- [The problem]:
Please rewrite the material below as a JSON list of strings, with one string for each line and any blank lines left out.

───── Source material

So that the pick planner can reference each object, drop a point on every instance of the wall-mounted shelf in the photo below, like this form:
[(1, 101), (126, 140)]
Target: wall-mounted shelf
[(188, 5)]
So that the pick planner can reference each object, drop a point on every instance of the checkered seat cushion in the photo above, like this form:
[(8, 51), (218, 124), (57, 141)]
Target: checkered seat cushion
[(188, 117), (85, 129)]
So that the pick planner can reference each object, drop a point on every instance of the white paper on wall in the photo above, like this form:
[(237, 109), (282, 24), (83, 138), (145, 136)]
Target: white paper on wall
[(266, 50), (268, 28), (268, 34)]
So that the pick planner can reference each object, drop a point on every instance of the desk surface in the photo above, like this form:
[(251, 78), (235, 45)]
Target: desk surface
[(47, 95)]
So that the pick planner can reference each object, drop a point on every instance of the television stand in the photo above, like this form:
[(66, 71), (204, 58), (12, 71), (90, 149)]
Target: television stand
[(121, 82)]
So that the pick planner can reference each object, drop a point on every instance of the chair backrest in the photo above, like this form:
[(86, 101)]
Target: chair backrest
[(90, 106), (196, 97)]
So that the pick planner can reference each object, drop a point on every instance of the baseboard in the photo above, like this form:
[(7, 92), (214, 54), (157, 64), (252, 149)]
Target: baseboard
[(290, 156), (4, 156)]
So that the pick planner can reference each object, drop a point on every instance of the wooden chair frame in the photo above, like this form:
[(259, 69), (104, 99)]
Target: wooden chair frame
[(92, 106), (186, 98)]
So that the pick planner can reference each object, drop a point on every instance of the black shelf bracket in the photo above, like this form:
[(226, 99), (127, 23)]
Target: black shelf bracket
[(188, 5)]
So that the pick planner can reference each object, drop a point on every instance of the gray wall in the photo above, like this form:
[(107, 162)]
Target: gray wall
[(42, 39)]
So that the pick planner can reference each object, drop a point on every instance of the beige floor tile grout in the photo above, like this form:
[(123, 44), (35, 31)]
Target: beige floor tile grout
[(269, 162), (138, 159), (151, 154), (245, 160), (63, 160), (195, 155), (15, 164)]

──────────

- [Response below]:
[
  "So that the pick planner can reference each object, drop a point on every instance of the wall-mounted shelf in the photo below, like this form:",
  "[(1, 101), (126, 140)]",
  "Target: wall-mounted shelf",
  "[(188, 5)]",
  "So that the pick planner can reference each object, drop a point on every instance of the checkered seat cushion in the photo above, like this form:",
  "[(8, 51), (218, 124), (57, 141)]",
  "Target: checkered seat cushion",
  "[(188, 117), (85, 129)]",
  "So that the pick planner can reference each object, drop a point on every instance of the white paper on wall in the photo above, like this form:",
  "[(237, 109), (282, 24), (83, 138), (145, 136)]",
  "Target: white paper on wall",
  "[(266, 50), (268, 28), (268, 34)]",
  "So that the pick planner can reference each object, drop a point on every instance of the desk surface in the photo above, like this form:",
  "[(251, 78), (235, 45)]",
  "Target: desk surface",
  "[(47, 95)]",
  "So that the pick planner can reference each object, drop a point on every instance of the television stand in the photo above, like this form:",
  "[(66, 71), (204, 58), (12, 71), (90, 149)]",
  "Target: television stand",
  "[(121, 82)]",
  "So that the pick planner can reference each object, drop a point on every instance of the chair backrest in the photo above, like this form:",
  "[(86, 101)]",
  "Target: chair backrest",
  "[(90, 106), (196, 97)]",
  "So that the pick planner can reference each object, drop a point on every instance of the baseboard in the photo above, like this form:",
  "[(7, 92), (214, 54), (157, 64), (252, 149)]",
  "Target: baseboard",
  "[(290, 156), (4, 156)]",
  "So that the pick planner can reference each object, drop a point on every instance of the wooden chair frame in the photo above, like this form:",
  "[(259, 69), (104, 99)]",
  "Target: wooden chair frame",
  "[(92, 106), (186, 98)]",
  "So that the pick planner can reference each object, drop a point on every instance of the black shelf bracket in the photo above, like this form:",
  "[(226, 99), (127, 23)]",
  "Target: black shelf bracket",
  "[(188, 5)]",
  "So that the pick planner can reference each object, drop a point on every instance of the gray wall in the photo above, like this form:",
  "[(107, 162)]",
  "Target: gray wall",
  "[(42, 39)]",
  "So that the pick planner can reference each object, drop a point on every instance of the beige floor tile grout in the photo above, like this form:",
  "[(123, 44), (35, 31)]",
  "Target: beige floor tile grout",
  "[(269, 162), (138, 159), (151, 154), (245, 160), (63, 160), (195, 155), (15, 164)]"
]